→ Assignment: Nothing but the lines from the one with "such as [238,5]." through the end of the records below should be written out, and each must match word for word.

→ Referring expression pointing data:
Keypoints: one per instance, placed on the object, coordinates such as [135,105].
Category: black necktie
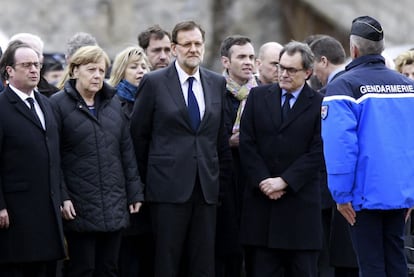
[33,109]
[286,106]
[193,109]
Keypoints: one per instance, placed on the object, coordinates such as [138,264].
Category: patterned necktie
[193,109]
[286,106]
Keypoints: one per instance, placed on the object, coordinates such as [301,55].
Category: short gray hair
[295,46]
[77,41]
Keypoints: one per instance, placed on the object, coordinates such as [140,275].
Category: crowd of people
[290,162]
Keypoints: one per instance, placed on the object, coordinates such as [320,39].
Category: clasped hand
[274,188]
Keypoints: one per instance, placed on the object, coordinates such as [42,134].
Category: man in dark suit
[182,149]
[281,153]
[31,236]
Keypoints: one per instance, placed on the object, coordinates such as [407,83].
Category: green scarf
[240,92]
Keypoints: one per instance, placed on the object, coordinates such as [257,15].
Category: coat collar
[174,88]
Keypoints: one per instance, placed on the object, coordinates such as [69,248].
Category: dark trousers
[92,254]
[136,256]
[184,237]
[378,240]
[32,269]
[284,263]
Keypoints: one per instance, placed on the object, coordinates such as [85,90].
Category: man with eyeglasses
[31,235]
[281,154]
[267,62]
[183,154]
[37,44]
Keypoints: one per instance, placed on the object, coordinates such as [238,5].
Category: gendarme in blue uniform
[368,133]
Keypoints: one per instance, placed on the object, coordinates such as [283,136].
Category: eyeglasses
[188,45]
[289,70]
[30,64]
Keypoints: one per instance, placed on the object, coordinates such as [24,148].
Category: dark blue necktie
[193,109]
[286,106]
[33,109]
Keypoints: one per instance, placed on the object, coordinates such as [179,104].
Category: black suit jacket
[291,150]
[29,182]
[170,153]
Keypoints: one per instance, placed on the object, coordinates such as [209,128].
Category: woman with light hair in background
[128,68]
[137,248]
[100,182]
[404,63]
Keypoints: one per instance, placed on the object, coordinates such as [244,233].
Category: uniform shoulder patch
[324,111]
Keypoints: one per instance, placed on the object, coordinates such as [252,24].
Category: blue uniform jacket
[368,134]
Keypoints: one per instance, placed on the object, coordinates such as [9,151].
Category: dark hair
[152,32]
[229,41]
[77,41]
[307,56]
[330,48]
[8,57]
[186,26]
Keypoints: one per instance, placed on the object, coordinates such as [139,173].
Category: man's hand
[4,219]
[68,211]
[273,187]
[276,195]
[134,208]
[348,212]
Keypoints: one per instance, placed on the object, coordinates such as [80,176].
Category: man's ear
[225,61]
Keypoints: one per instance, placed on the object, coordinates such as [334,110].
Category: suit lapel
[302,103]
[207,85]
[274,95]
[273,99]
[174,88]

→ Result of this task:
Keypoints: one per instance, placed on the object, coordinates such as [238,5].
Category: gendarme in blue uniform
[368,133]
Keypoints: one per instance, placed on the object, coordinates such as [283,136].
Category: eyeglasses
[188,45]
[289,70]
[30,64]
Keypoints: one per instance, placed on the object, coordinates such as [24,148].
Category: dark blue necktie
[193,109]
[286,106]
[33,109]
Keypoints: one per instance, placed on the object, coordinates such as [179,104].
Category: black suit jacket
[291,150]
[29,182]
[170,153]
Keypoints: one per instance, placed on the object, coordinates such as [209,128].
Category: woman with light hair in background
[128,68]
[137,248]
[100,182]
[404,63]
Keypoints: one per instance, placed on the object, coordinates such as [244,233].
Category: uniform shoulder patch
[324,111]
Keypoints: one per instance, placed on the object, coordinates such as [252,24].
Category: blue uniform jacket
[368,134]
Keypoints: one per instance, placed on the object, coordinates such as [9,151].
Category: dark hair
[152,32]
[229,41]
[77,41]
[307,56]
[330,48]
[8,57]
[186,26]
Keypoints: one per instance, placed on the object, coordinates such as [139,173].
Category: man's hand
[4,219]
[68,211]
[273,187]
[276,195]
[134,208]
[348,212]
Keypoints: one per instance, placed on the object, coordinates such as [80,176].
Category: man's ear
[225,61]
Keypoints: one per instance, placed on the object, coordinates such as [334,110].
Category: suit lapel
[302,103]
[207,85]
[274,95]
[273,99]
[174,88]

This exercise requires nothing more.